**Problem to solve**
Write out the data from its first line through the line containing "[[321, 156]]", inclusive, as a JSON list of strings with one string per line and blank lines omitted.

......

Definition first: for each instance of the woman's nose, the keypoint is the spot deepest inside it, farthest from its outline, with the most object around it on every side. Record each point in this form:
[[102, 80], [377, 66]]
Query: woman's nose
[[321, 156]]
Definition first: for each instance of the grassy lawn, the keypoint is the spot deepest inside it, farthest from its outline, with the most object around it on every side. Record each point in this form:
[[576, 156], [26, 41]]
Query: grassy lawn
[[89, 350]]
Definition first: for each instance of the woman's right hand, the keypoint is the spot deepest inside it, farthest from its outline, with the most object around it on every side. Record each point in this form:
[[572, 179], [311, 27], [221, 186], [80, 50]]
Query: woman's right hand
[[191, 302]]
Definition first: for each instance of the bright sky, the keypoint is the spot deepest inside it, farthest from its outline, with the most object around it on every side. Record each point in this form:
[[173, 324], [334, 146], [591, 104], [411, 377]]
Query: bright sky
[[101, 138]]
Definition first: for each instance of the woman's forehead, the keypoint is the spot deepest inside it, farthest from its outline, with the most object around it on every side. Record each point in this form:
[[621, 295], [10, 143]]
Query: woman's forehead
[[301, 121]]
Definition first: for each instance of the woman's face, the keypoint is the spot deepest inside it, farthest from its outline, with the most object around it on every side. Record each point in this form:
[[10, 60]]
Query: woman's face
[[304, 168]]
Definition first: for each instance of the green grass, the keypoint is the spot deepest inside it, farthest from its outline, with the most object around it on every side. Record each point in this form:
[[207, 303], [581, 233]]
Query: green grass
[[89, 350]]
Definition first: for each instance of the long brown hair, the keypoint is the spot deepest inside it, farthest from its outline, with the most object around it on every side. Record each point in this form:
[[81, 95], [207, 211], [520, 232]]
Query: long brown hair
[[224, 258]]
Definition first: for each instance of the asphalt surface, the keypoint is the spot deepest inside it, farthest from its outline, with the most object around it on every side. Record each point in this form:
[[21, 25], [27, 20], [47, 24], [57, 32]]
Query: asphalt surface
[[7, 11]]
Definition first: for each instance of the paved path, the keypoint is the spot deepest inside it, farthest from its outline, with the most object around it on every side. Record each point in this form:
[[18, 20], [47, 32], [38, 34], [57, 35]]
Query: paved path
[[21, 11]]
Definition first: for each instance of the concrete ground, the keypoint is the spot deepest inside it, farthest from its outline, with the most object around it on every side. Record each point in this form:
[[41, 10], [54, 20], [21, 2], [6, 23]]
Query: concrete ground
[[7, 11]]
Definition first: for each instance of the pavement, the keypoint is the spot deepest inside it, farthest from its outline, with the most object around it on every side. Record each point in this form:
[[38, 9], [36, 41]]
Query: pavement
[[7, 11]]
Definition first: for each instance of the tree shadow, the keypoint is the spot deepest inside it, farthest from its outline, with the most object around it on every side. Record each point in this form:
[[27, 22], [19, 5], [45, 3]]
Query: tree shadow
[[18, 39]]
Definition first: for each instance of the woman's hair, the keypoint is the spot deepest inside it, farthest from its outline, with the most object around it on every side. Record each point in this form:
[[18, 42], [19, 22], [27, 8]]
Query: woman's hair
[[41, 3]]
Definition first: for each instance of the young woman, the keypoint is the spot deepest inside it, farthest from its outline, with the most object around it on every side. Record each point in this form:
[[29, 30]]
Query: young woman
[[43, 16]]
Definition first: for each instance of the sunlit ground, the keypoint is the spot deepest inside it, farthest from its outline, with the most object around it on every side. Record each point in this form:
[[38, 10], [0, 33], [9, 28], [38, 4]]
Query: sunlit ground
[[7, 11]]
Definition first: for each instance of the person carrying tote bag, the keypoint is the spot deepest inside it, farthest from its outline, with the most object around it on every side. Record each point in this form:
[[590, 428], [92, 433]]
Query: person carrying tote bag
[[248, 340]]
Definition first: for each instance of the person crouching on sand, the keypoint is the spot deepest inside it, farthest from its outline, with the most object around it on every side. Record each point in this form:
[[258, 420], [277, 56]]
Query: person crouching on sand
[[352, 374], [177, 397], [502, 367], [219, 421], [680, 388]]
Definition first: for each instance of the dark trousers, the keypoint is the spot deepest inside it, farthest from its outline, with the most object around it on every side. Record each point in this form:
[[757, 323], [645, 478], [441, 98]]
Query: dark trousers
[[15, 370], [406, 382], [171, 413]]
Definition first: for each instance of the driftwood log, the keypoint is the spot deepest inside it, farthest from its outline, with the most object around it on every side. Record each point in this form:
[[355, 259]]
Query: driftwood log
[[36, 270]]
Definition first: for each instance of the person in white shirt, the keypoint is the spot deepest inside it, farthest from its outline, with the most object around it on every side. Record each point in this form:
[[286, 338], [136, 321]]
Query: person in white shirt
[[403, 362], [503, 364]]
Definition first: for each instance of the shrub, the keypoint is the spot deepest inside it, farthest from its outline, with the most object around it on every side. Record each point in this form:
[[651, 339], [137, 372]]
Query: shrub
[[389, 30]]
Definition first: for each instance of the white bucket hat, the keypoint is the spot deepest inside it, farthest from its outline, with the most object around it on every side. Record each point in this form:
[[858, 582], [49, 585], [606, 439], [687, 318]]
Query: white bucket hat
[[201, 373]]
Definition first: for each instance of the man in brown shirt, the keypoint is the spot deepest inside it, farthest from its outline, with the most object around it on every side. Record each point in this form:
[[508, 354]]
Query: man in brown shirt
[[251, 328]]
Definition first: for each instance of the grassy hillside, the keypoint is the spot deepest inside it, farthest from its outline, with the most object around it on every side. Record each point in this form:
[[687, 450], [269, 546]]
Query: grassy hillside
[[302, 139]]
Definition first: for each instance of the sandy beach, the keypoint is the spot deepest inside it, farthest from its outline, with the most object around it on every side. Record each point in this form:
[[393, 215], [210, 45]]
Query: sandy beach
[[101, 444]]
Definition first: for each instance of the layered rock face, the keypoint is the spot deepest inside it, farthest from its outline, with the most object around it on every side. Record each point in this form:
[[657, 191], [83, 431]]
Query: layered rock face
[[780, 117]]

......

**The result**
[
  "Definition first: for each instance of the woman's nose, the keypoint is the spot deepest inside it, farthest from its outline, with the most object around it on every side. Record each point in this form:",
  "[[102, 80], [377, 66]]",
  "Query: woman's nose",
  "[[321, 156]]"
]